Task to carry out
Within the data, how many lines hold the word "marsh"? Answer with nothing but the number.

Given records
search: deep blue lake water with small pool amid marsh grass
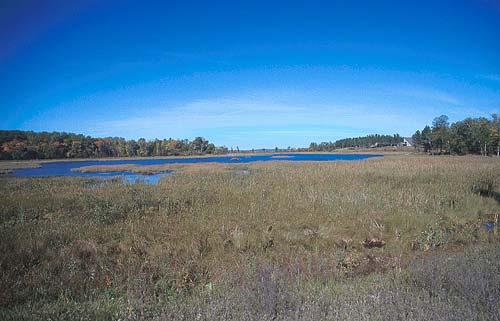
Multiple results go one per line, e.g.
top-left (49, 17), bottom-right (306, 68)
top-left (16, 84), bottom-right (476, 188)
top-left (12, 154), bottom-right (382, 184)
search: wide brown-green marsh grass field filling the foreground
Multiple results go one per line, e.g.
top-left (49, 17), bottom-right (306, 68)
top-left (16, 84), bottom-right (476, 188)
top-left (0, 156), bottom-right (500, 320)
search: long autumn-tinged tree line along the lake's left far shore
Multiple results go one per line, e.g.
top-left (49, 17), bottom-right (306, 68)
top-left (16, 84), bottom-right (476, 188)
top-left (0, 130), bottom-right (228, 160)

Answer box
2